**What is expected:** Display each line of the data below that contains the string "cloud". Treat the match as case-sensitive.

** BEGIN Given records **

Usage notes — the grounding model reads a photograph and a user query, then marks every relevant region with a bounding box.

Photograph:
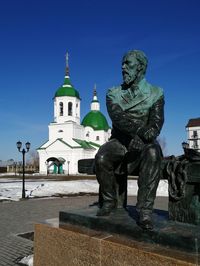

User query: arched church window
[68,102,72,116]
[60,102,63,116]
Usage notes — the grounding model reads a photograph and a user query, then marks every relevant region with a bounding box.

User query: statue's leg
[136,144,161,229]
[95,139,126,215]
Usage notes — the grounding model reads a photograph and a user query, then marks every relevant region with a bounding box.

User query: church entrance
[46,157,65,174]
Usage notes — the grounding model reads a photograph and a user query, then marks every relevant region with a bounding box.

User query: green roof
[81,110,110,131]
[55,76,80,99]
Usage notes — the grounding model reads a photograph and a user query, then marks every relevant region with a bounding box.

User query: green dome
[81,110,109,131]
[55,76,80,99]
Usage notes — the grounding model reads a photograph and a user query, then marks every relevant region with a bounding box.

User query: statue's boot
[136,144,161,230]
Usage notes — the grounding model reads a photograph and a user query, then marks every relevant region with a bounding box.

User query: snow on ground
[20,255,33,266]
[0,178,168,201]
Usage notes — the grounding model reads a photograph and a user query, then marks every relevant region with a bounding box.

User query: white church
[37,55,111,175]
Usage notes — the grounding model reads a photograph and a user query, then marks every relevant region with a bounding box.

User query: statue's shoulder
[151,85,164,100]
[106,86,121,98]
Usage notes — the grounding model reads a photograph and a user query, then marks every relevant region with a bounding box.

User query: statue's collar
[120,79,150,110]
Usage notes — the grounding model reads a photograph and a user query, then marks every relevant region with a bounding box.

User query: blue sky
[0,0,200,160]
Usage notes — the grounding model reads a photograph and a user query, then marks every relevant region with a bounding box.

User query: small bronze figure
[95,50,164,230]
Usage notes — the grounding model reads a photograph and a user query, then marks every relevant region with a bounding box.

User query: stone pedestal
[34,207,199,266]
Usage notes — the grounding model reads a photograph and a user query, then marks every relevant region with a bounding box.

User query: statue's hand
[128,135,144,152]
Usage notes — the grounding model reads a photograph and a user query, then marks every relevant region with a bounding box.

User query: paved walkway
[0,196,168,266]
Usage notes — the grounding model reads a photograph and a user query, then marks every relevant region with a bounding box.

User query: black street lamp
[17,141,31,199]
[67,161,70,175]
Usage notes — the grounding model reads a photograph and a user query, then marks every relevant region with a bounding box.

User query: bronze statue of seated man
[95,50,164,230]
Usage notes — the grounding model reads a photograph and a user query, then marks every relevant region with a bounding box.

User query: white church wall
[54,96,80,124]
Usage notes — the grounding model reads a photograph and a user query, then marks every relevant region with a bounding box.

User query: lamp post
[17,141,31,199]
[67,161,70,175]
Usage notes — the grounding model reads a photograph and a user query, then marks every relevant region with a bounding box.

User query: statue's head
[122,50,148,87]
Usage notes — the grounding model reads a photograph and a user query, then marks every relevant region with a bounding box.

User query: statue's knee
[146,145,161,161]
[95,153,106,167]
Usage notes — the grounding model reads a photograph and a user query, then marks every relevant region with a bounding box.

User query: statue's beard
[123,72,137,86]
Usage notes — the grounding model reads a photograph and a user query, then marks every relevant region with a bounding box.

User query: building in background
[37,55,111,174]
[186,118,200,151]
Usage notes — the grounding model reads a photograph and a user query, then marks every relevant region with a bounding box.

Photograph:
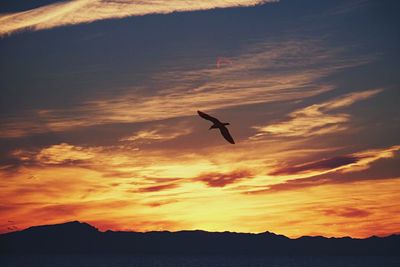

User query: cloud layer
[0,0,276,36]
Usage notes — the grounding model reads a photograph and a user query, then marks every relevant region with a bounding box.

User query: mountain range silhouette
[0,221,400,256]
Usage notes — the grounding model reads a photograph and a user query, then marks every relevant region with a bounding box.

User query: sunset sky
[0,0,400,238]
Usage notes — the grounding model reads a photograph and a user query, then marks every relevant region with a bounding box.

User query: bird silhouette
[197,110,235,144]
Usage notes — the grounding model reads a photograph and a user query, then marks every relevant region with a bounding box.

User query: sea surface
[0,255,400,267]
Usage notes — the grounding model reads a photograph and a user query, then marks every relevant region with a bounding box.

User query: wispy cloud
[252,89,382,139]
[0,0,277,35]
[194,170,253,187]
[0,40,368,140]
[120,123,192,144]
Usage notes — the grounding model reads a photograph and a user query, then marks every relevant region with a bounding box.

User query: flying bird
[197,110,235,144]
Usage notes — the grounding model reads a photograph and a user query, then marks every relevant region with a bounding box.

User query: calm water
[0,255,400,267]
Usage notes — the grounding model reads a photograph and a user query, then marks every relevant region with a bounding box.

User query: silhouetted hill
[0,221,400,256]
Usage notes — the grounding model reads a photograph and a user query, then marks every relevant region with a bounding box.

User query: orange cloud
[36,143,100,164]
[323,208,371,218]
[120,123,192,144]
[0,0,277,35]
[138,183,178,192]
[252,89,382,139]
[194,170,253,187]
[0,40,369,140]
[270,155,360,175]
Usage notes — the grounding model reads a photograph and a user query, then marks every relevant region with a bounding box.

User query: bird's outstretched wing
[219,126,235,144]
[197,110,221,123]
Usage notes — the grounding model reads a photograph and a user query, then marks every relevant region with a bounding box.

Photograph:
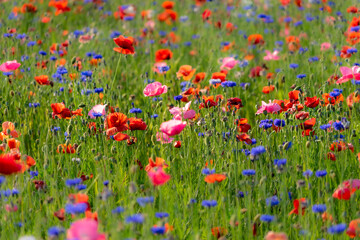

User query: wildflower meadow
[0,0,360,240]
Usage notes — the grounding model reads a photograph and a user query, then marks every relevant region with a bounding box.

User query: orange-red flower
[113,35,135,55]
[176,65,196,81]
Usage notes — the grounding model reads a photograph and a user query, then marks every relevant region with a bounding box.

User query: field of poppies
[0,0,360,240]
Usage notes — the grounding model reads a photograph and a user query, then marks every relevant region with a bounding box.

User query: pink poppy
[160,120,186,136]
[220,57,239,70]
[256,101,281,115]
[88,104,106,118]
[148,167,170,186]
[336,66,360,84]
[320,42,331,51]
[264,50,280,61]
[144,82,167,97]
[153,62,168,74]
[0,60,21,72]
[156,132,174,144]
[169,101,196,120]
[66,218,106,240]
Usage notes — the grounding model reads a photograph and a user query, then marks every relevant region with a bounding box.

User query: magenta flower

** END Given records **

**Task answer:**
User query: cloud layer
User query: wispy cloud
User query: orange cloud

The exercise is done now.